▸ Set problem 1:
Give the lines of the listing as a Markdown table with columns named Row and Line, starting with the line containing "Mark every instance of the pink" and going on through the last line of the listing. Include only those lines and leave out any blank ones.

▸ Page text:
The False Gospel of Good Works and Salvation

Statue of Jesus riding a donkey

Some professing Christians think grace is a license to live as they want. A student in Texas said, “I believe in Jesus, He died for my sins, I am saved and so my sins no longer matter. I can live how I wish.”1 Good works and salvation are linked.

Pastor Ralph “Yankee” Arnold said, "You can’t tell me you can trust Christ as Savior, and then go out here and live like the Devil, and still go to Heaven!’ Yes, I can tell you that! That’s what the Bible says. If you don’t come to the conclusion, that—Yes, you can trust Christ as your Savior and live like the Devil, and still go to Heaven when you die—you don’t get grace, because that is the exact truth!”2 For sure, someone doesn’t get grace!

In the New Testament, grace saves and transforms. Grace is like a stone hitting the water. It always leaves the ripples of a changed life. Grace is more than Abraham Lincoln’s Emancipation Proclamation from sin’s penalty. Its purpose is to glorify Jesus’ name and transform believers into His holy likeness (Romans 8:29).

▸ Task data:
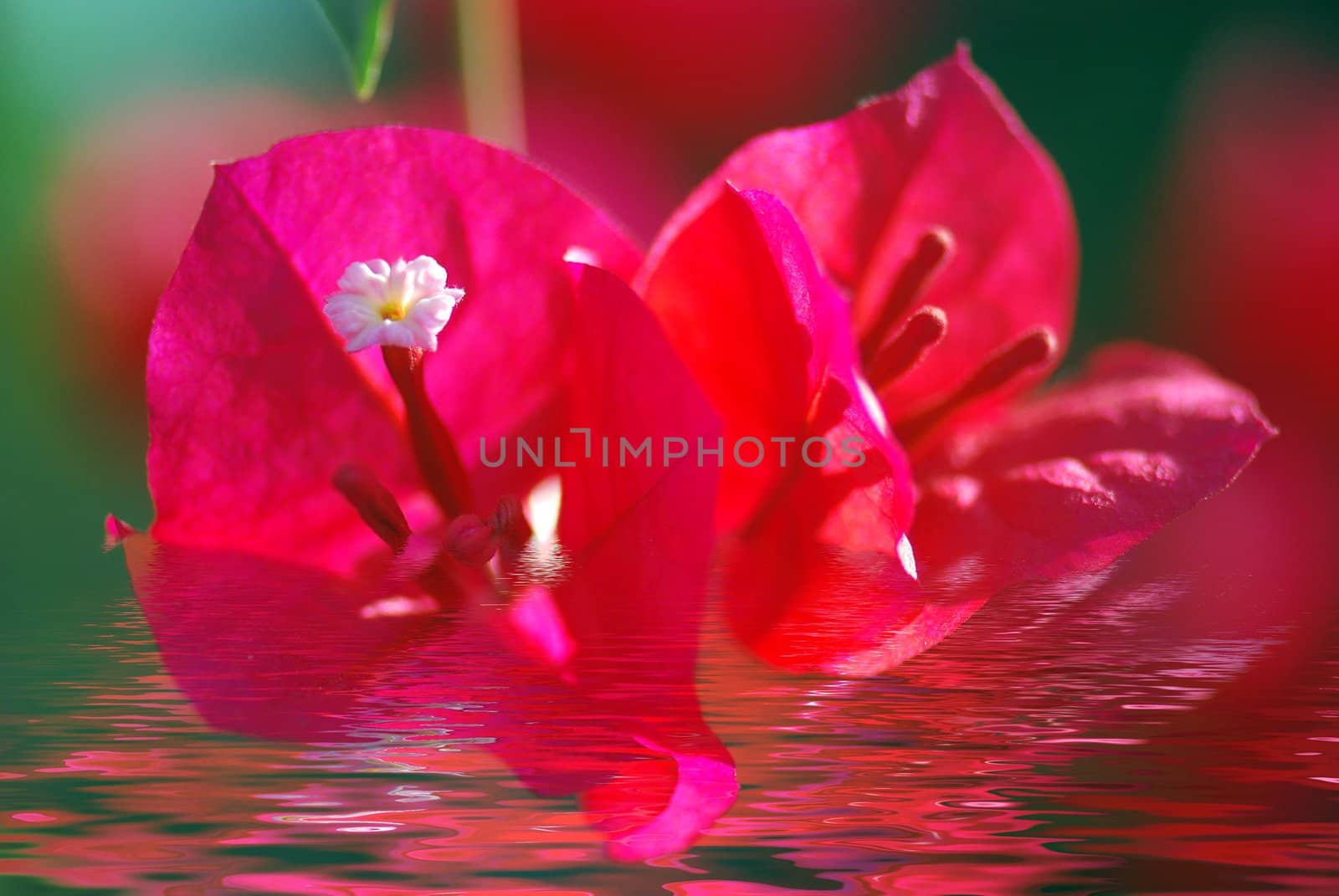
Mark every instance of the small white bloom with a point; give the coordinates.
(402, 305)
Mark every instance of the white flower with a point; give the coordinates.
(402, 305)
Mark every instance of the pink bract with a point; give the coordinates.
(950, 233)
(272, 599)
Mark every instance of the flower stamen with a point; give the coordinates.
(930, 254)
(1028, 352)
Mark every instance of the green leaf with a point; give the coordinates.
(363, 28)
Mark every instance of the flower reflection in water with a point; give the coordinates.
(1058, 740)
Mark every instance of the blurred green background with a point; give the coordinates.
(1101, 84)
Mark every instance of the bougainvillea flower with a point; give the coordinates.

▸ Set problem 2:
According to the text on good works and salvation, what does grace always leave behind, like a stone hitting the water?

▸ Full output 1:
| Row | Line |
|---|---|
| 1 | Mark every instance of the pink bract with a point; give the coordinates. |
| 2 | (950, 233) |
| 3 | (272, 599) |
| 4 | Mark every instance of the flower stamen with a point; give the coordinates. |
| 5 | (930, 254) |
| 6 | (1028, 352) |
| 7 | Mark every instance of the green leaf with a point; give the coordinates. |
| 8 | (363, 28) |
| 9 | Mark every instance of the flower reflection in water with a point; give the coordinates. |
| 10 | (1058, 740) |
| 11 | Mark every instance of the blurred green background with a point; give the coordinates. |
| 12 | (1101, 84) |
| 13 | Mark every instance of the bougainvillea flower with a point; give the coordinates. |

▸ Full output 2:
The ripples of a changed life.